### Document excerpt
:::

Pirate television station

TV Noordzee (Dutch for "TV North Sea") was a pirate television station broadcasting out of the controversial REM Island. The station challenged the Dutch TV monopoly of the time, with the airing of commercials and foreign imports (mainly British and American). Its popularity led to the government raiding its facilities, dismantling the island and reintegrating most of the assets to the public sector, continuing its operations as TROS.

==History==
In the early 1960s, there was only one television channel in the Netherlands. Airtime was divided between the six members of the Dutch public broadcasting system of the time (AVRO, VARA, NCRV, KRO, VPRO and NTS) and commercial advertising was strictly forbidden. The rise in offshore radio stations led to the creation of alternative broadcasters such as Veronica and REM, the latter of which started a radio station. After starting Radio Noordzee in June 1964, the backers of the Reclame Exploitatie Maatschapij decided to set up a television station. Even before its creation, the future station was receiving its first advertising money. The first test broadcasts were held on channel 11 on 15 August 1964 at 6:30pm. To receive the station a special antenna had to be bought. The coverage area encompassed much of the western side of the Netherlands, especially in the provinces of North and South Holland (with lower-grade reception in Hilversum), targeting 750,000 sets (some sources suggest 650,000 sets, for a total of two million viewers). A survey conducted on 24 August 1964 showed that 83% of respondents were against the government's potential decision to close the station down.

The first regular broadcasts started on 1 September at 6:30pm. The first advertisement seen was for Johnson's Pledge furniture polish. Also lined up for its first night were Macleans toothpaste, Brylcreem hairdressing cream and Dubonnet wine, as well as commercials for Dutch companies. A variety of imported programmes from the United States and the United Kingdom aired on the channel, among them The Invisible Man, Danger Man, The Adventures of Robin Hood, The Saint, Supercar, Mister Ed, The Bob Cummings Show, My Three Sons, Victory at Sea, Ben Casey and The Adventures of Rin-Tin-Tin. These series were acquired by American general manager Joe Brandel. Commercials were shot on 16mm film and were inserted in the copies of the foreign programmes from the distributors, before being sent to the island. There were also plans to start a studio in Amsterdam with videotaping facilities.

The effects of the 1958 Geneva Convention led to the nullification of the island's operational abilities. The Senate on 1 December passed on a law forbidding the island from operating its radio and television services, while, in a last-ditch effort to survive, a new company called TROS was created and on 12 December, the station was shut down to comply with the new legislation. With these events, viewers had cut the number of television channels available from three to two; those two being owned by the complex Dutch public broadcasting system. Commercials on television were legalised in 1967 when Ster made its first commercial break; while commercial television didn't kick off until 1989, with the failed launch of TV10 and the successful launch of RTL Veronique - which in 1990 absorbed some of TV10's would-be assets to the rebrand of the channel as RTL 4.

:::

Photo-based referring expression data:
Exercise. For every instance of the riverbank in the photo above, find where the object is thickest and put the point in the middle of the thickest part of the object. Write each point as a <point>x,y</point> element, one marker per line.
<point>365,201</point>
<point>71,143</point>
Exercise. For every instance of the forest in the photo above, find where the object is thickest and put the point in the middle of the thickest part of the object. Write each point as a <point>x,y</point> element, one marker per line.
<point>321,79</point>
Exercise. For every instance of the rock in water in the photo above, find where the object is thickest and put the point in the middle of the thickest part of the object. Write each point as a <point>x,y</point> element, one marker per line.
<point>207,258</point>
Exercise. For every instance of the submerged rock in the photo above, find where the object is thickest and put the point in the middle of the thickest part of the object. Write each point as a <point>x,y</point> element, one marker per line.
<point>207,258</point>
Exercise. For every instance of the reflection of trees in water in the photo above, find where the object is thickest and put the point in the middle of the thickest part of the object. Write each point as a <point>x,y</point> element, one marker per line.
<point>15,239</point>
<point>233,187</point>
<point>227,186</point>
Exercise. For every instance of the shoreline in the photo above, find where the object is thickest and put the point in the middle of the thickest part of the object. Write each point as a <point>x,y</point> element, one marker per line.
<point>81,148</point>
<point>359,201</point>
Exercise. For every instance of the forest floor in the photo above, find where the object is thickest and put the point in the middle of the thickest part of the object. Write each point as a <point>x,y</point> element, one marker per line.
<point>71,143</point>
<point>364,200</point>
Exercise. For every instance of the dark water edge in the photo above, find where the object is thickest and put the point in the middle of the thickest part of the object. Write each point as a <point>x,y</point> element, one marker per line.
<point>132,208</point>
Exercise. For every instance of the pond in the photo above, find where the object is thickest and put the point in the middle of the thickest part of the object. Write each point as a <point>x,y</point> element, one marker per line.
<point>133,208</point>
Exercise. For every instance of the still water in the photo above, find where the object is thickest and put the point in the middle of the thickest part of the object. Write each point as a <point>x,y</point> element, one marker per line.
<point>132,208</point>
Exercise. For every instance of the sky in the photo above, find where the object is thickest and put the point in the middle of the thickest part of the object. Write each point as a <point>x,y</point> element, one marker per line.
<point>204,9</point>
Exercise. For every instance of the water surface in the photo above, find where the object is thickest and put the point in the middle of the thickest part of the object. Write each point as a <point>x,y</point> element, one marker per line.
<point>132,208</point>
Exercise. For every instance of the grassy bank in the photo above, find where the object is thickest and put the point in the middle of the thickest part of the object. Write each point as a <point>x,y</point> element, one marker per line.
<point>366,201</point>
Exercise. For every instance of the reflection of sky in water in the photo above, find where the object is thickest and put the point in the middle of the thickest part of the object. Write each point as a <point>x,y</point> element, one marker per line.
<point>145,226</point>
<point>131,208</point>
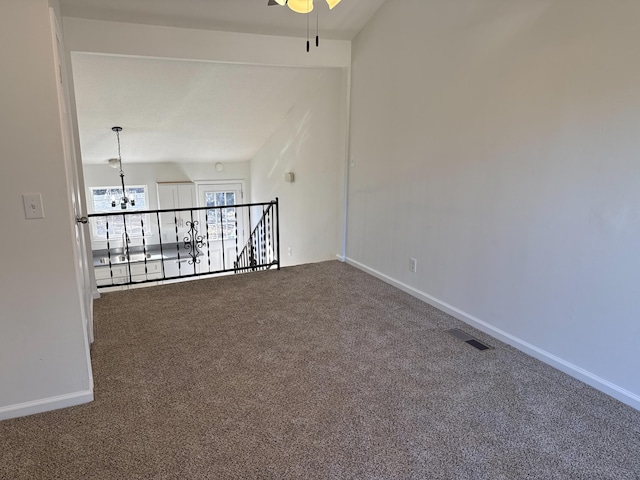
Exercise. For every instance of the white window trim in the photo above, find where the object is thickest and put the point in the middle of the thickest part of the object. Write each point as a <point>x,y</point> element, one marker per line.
<point>117,210</point>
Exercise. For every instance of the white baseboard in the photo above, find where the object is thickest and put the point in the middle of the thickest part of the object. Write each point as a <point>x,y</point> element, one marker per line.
<point>575,371</point>
<point>45,404</point>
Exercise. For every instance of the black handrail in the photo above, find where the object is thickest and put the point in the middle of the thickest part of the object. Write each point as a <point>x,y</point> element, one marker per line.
<point>259,252</point>
<point>155,259</point>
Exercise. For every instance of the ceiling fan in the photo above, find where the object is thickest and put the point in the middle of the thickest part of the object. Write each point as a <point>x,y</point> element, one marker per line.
<point>304,6</point>
<point>301,6</point>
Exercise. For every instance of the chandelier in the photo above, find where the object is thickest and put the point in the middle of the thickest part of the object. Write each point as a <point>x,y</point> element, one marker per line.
<point>304,6</point>
<point>124,200</point>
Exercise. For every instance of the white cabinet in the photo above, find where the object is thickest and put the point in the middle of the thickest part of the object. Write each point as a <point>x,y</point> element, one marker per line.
<point>121,273</point>
<point>175,196</point>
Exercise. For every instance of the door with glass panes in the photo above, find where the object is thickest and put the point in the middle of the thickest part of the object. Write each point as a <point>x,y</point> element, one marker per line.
<point>224,225</point>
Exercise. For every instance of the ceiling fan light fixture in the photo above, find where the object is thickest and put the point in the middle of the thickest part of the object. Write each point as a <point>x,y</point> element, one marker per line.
<point>300,6</point>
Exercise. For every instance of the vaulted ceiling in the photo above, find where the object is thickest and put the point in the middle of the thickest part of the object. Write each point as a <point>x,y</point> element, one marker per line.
<point>248,16</point>
<point>177,111</point>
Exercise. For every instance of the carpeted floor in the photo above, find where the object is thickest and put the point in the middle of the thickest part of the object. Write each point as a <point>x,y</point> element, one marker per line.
<point>314,372</point>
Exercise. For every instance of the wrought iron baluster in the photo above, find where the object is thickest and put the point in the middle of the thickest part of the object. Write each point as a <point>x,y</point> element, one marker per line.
<point>109,251</point>
<point>164,275</point>
<point>144,248</point>
<point>206,227</point>
<point>224,265</point>
<point>235,214</point>
<point>175,221</point>
<point>193,243</point>
<point>125,245</point>
<point>278,232</point>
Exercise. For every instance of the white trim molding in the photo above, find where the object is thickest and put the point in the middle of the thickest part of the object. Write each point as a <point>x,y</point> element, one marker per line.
<point>46,404</point>
<point>575,371</point>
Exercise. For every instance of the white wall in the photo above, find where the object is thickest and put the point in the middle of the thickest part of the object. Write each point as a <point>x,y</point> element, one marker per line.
<point>43,350</point>
<point>151,173</point>
<point>117,38</point>
<point>311,144</point>
<point>497,142</point>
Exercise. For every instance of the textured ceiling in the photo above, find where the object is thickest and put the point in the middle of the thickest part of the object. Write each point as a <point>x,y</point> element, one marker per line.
<point>181,110</point>
<point>247,16</point>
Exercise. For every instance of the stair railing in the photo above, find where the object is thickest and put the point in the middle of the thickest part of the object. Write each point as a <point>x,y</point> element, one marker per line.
<point>262,250</point>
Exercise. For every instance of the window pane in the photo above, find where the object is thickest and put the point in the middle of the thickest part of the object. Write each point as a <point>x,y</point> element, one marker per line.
<point>221,221</point>
<point>103,198</point>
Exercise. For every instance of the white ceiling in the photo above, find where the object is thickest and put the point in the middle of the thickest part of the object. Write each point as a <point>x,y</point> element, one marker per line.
<point>178,111</point>
<point>247,16</point>
<point>194,111</point>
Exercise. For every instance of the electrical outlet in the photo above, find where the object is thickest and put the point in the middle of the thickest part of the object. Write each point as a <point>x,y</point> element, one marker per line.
<point>32,205</point>
<point>413,265</point>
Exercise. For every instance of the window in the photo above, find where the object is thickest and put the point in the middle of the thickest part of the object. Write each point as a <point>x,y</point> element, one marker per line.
<point>217,224</point>
<point>102,198</point>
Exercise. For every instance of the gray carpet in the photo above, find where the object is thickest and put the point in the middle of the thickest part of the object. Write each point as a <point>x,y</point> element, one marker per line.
<point>317,371</point>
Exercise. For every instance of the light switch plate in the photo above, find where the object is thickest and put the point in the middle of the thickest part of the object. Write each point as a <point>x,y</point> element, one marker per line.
<point>32,205</point>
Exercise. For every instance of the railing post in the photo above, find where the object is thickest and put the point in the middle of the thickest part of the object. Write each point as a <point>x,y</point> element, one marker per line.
<point>278,231</point>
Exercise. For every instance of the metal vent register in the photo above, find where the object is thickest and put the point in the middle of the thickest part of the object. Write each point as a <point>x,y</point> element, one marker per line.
<point>465,337</point>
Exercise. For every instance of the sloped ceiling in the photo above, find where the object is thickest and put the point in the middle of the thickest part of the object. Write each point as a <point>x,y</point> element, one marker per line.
<point>194,111</point>
<point>247,16</point>
<point>181,110</point>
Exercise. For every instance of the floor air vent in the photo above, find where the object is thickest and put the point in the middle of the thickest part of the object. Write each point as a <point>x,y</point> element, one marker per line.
<point>465,337</point>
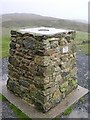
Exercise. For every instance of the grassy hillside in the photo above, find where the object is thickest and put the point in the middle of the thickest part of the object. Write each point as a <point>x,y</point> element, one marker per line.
<point>32,20</point>
<point>16,21</point>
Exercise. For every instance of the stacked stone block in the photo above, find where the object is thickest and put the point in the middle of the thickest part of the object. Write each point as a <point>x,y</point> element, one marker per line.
<point>42,67</point>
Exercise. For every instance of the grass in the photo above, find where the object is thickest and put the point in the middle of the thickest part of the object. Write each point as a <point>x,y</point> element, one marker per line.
<point>68,111</point>
<point>5,45</point>
<point>19,114</point>
<point>80,36</point>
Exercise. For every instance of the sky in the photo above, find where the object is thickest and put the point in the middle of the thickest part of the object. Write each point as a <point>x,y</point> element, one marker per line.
<point>67,9</point>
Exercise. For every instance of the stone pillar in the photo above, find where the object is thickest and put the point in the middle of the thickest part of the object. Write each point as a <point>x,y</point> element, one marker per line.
<point>42,65</point>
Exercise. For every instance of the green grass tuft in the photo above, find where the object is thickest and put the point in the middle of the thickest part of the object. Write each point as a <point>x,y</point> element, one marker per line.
<point>68,111</point>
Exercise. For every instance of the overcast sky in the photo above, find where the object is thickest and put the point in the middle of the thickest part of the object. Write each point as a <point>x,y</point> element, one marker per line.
<point>68,9</point>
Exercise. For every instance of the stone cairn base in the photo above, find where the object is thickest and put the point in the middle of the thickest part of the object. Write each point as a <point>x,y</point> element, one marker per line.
<point>42,67</point>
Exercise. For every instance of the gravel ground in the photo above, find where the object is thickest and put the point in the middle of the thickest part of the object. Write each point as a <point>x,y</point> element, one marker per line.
<point>83,74</point>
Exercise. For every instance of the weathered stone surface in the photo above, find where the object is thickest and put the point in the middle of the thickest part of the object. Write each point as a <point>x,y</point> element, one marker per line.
<point>42,66</point>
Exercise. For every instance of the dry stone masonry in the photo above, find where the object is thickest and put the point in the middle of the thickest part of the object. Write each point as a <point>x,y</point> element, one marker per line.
<point>42,65</point>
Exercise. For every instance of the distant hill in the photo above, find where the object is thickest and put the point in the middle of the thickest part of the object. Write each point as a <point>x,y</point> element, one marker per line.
<point>33,20</point>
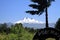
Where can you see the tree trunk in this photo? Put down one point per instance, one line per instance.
(46, 18)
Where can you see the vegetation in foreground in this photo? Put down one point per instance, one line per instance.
(18, 32)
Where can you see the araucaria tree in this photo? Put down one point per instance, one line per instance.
(41, 6)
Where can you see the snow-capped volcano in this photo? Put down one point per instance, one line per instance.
(29, 20)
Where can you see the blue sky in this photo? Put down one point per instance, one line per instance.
(14, 10)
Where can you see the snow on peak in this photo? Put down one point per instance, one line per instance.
(29, 20)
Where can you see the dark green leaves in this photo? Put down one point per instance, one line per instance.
(40, 6)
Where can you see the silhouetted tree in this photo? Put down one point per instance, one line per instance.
(57, 25)
(41, 6)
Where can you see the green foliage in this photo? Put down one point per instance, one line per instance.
(57, 25)
(17, 32)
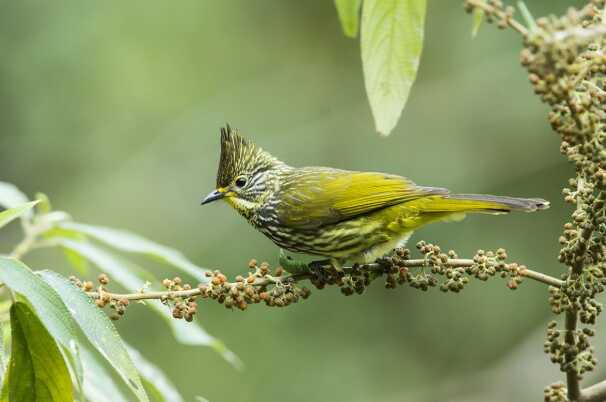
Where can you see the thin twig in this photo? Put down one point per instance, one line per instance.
(489, 9)
(304, 275)
(594, 393)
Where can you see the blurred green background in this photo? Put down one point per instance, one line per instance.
(113, 109)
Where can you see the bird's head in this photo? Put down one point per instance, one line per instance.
(246, 173)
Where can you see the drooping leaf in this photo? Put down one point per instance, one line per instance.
(11, 196)
(391, 42)
(478, 17)
(98, 329)
(37, 371)
(132, 243)
(154, 378)
(10, 214)
(73, 360)
(530, 21)
(97, 383)
(349, 15)
(132, 278)
(44, 207)
(58, 320)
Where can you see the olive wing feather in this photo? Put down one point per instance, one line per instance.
(312, 197)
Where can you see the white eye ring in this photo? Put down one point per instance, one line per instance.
(241, 181)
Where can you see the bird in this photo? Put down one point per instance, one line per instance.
(338, 215)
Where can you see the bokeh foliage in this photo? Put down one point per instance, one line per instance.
(113, 109)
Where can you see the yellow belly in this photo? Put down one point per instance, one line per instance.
(380, 232)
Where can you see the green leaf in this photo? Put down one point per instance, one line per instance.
(10, 214)
(55, 316)
(391, 42)
(97, 383)
(98, 328)
(530, 22)
(478, 17)
(45, 206)
(349, 15)
(37, 371)
(162, 388)
(130, 276)
(11, 196)
(132, 243)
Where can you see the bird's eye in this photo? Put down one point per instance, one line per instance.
(241, 181)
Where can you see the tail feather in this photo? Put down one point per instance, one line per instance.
(494, 203)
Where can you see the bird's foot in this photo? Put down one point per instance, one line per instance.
(326, 271)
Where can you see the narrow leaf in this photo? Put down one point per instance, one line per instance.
(98, 328)
(13, 213)
(51, 309)
(391, 42)
(37, 371)
(132, 243)
(349, 15)
(478, 17)
(97, 383)
(130, 276)
(11, 196)
(163, 388)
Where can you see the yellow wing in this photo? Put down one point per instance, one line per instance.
(312, 197)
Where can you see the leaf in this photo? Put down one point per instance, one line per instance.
(130, 276)
(98, 328)
(478, 17)
(45, 206)
(154, 378)
(37, 371)
(349, 15)
(11, 196)
(12, 213)
(98, 384)
(391, 42)
(132, 243)
(530, 22)
(58, 320)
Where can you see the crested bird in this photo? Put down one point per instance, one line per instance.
(336, 214)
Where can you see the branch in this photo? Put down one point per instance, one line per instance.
(502, 14)
(594, 393)
(282, 288)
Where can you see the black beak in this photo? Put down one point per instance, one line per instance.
(213, 196)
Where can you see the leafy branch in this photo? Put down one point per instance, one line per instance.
(280, 288)
(566, 65)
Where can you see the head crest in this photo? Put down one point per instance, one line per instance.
(239, 156)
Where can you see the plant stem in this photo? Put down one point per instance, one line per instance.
(297, 277)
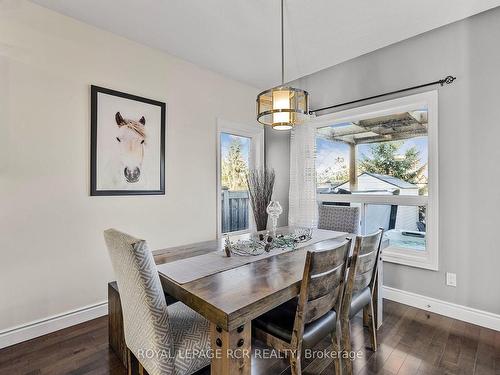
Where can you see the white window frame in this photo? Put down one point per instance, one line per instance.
(256, 154)
(428, 259)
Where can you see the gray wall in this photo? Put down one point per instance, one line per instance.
(278, 158)
(469, 150)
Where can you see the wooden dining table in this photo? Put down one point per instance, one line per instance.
(230, 298)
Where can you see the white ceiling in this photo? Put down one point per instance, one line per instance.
(240, 38)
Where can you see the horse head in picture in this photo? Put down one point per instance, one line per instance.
(131, 140)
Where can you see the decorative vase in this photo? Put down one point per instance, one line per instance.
(274, 210)
(260, 188)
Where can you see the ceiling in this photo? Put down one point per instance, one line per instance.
(240, 38)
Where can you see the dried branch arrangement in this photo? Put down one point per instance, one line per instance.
(260, 187)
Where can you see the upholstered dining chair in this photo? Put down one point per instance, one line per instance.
(304, 321)
(358, 294)
(338, 218)
(161, 340)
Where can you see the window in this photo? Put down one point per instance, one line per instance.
(383, 158)
(239, 150)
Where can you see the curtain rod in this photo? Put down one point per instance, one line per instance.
(447, 80)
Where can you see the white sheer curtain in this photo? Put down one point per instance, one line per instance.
(303, 208)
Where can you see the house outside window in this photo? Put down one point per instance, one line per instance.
(383, 159)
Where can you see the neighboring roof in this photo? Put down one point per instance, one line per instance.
(388, 179)
(392, 180)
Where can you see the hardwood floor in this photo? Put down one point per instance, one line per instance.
(411, 341)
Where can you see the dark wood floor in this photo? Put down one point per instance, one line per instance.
(411, 341)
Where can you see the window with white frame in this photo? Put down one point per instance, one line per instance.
(239, 149)
(383, 159)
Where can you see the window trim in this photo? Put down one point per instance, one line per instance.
(256, 155)
(430, 258)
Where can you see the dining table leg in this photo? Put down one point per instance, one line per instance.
(232, 351)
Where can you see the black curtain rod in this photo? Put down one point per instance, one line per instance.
(447, 80)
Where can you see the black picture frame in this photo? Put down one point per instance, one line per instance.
(94, 91)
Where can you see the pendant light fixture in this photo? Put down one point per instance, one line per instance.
(282, 107)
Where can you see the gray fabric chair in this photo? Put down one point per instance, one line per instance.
(171, 334)
(339, 218)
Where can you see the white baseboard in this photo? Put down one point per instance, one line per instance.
(452, 310)
(51, 324)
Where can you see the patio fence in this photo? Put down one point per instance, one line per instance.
(235, 206)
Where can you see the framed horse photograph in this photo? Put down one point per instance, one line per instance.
(127, 144)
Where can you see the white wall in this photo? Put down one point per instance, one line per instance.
(53, 257)
(469, 152)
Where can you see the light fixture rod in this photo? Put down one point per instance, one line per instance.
(282, 48)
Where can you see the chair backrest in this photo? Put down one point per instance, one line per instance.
(322, 282)
(145, 315)
(363, 266)
(339, 218)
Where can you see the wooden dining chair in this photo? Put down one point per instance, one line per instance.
(160, 340)
(359, 290)
(303, 322)
(338, 218)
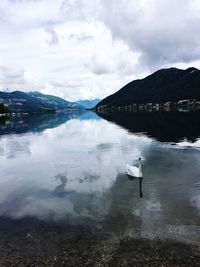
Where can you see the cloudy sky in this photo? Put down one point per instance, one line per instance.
(83, 49)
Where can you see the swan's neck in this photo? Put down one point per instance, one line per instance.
(140, 169)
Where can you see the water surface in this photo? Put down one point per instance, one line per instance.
(71, 168)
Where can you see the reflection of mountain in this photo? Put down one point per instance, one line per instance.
(36, 122)
(163, 126)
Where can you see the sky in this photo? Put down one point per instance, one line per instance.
(86, 49)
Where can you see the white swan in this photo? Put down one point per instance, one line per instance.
(134, 171)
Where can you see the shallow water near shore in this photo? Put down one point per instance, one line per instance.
(67, 173)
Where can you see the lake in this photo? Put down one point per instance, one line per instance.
(66, 174)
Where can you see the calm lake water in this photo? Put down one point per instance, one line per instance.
(72, 168)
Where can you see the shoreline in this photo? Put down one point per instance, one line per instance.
(32, 242)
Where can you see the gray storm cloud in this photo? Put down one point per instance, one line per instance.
(162, 31)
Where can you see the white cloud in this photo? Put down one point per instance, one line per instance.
(85, 49)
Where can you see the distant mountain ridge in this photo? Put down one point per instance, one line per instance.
(19, 101)
(164, 85)
(88, 103)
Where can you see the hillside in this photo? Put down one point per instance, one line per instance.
(88, 103)
(162, 86)
(18, 101)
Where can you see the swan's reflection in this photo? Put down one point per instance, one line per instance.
(131, 178)
(62, 181)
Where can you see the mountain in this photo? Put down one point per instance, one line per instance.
(88, 103)
(18, 101)
(165, 85)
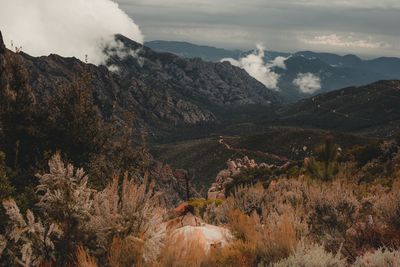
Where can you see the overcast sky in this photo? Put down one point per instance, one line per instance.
(363, 27)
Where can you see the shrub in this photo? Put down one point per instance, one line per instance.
(131, 213)
(201, 205)
(180, 252)
(379, 258)
(257, 241)
(387, 206)
(311, 256)
(247, 199)
(323, 166)
(65, 199)
(333, 208)
(30, 242)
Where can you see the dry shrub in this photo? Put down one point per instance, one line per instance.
(238, 253)
(83, 259)
(125, 252)
(257, 242)
(132, 213)
(388, 207)
(333, 209)
(247, 199)
(379, 258)
(311, 256)
(181, 251)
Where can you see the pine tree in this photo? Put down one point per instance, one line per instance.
(323, 166)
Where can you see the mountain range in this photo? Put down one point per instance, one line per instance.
(333, 71)
(214, 110)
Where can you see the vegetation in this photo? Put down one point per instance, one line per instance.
(341, 208)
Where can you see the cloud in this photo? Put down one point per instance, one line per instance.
(279, 62)
(255, 66)
(307, 83)
(345, 41)
(69, 28)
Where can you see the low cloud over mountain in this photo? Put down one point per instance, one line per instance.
(69, 28)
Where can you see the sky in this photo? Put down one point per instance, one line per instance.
(364, 27)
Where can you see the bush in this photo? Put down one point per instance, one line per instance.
(311, 256)
(133, 214)
(324, 165)
(333, 209)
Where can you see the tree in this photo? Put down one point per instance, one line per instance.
(324, 165)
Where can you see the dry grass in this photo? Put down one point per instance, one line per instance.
(180, 251)
(83, 259)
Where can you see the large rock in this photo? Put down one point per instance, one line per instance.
(2, 45)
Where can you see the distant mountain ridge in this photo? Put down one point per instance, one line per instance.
(162, 90)
(334, 71)
(371, 110)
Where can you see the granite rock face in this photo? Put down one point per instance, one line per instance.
(160, 89)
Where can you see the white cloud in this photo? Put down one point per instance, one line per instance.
(255, 66)
(307, 83)
(345, 41)
(69, 28)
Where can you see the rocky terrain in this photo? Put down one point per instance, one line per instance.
(334, 71)
(160, 89)
(370, 109)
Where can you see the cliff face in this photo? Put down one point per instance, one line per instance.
(160, 89)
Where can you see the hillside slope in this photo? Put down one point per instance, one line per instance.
(371, 109)
(162, 90)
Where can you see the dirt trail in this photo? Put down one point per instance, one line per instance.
(244, 150)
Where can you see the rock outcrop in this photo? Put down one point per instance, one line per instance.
(227, 176)
(2, 45)
(190, 229)
(161, 90)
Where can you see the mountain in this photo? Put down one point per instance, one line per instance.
(334, 71)
(188, 50)
(389, 66)
(330, 77)
(161, 89)
(371, 109)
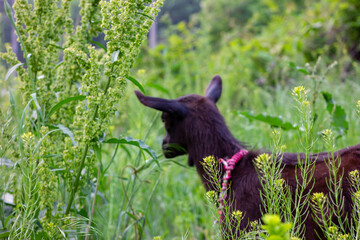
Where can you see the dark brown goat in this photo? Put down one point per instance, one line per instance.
(194, 123)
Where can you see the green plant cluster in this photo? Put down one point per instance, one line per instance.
(69, 92)
(63, 98)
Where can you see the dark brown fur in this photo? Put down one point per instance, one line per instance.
(194, 123)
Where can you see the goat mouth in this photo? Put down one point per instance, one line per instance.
(173, 150)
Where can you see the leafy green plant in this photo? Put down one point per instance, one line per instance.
(62, 127)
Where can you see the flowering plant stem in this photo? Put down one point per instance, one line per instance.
(76, 183)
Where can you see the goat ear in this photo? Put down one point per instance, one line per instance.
(170, 106)
(213, 91)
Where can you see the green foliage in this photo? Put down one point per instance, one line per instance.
(62, 101)
(275, 228)
(75, 97)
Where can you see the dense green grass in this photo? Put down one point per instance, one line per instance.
(256, 63)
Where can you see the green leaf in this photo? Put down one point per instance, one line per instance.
(272, 120)
(114, 56)
(99, 45)
(9, 13)
(59, 104)
(12, 103)
(68, 132)
(134, 142)
(299, 69)
(338, 114)
(37, 105)
(146, 15)
(59, 64)
(11, 70)
(4, 234)
(158, 87)
(138, 84)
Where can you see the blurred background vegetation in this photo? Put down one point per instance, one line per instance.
(261, 49)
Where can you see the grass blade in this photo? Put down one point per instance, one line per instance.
(9, 13)
(137, 83)
(99, 45)
(59, 104)
(134, 142)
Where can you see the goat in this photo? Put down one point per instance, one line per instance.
(194, 123)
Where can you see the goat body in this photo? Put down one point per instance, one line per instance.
(194, 124)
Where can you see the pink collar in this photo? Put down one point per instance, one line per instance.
(229, 165)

:::

### Task set
1/ In the TV Noordzee passage, what product was advertised in the first commercial seen on the station?
2/ Transcribe the TV Noordzee passage, starting with "The first regular" and going on through "with videotaping facilities.".
Work from the TV Noordzee passage alone.

### Answers by item number
1/ Johnson's Pledge furniture polish.

2/
The first regular broadcasts started on 1 September at 6:30pm. The first advertisement seen was for Johnson's Pledge furniture polish. Also lined up for its first night were Macleans toothpaste, Brylcreem hairdressing cream and Dubonnet wine, as well as commercials for Dutch companies. A variety of imported programmes from the United States and the United Kingdom aired on the channel, among them The Invisible Man, Danger Man, The Adventures of Robin Hood, The Saint, Supercar, Mister Ed, The Bob Cummings Show, My Three Sons, Victory at Sea, Ben Casey and The Adventures of Rin-Tin-Tin. These series were acquired by American general manager Joe Brandel. Commercials were shot on 16mm film and were inserted in the copies of the foreign programmes from the distributors, before being sent to the island. There were also plans to start a studio in Amsterdam with videotaping facilities.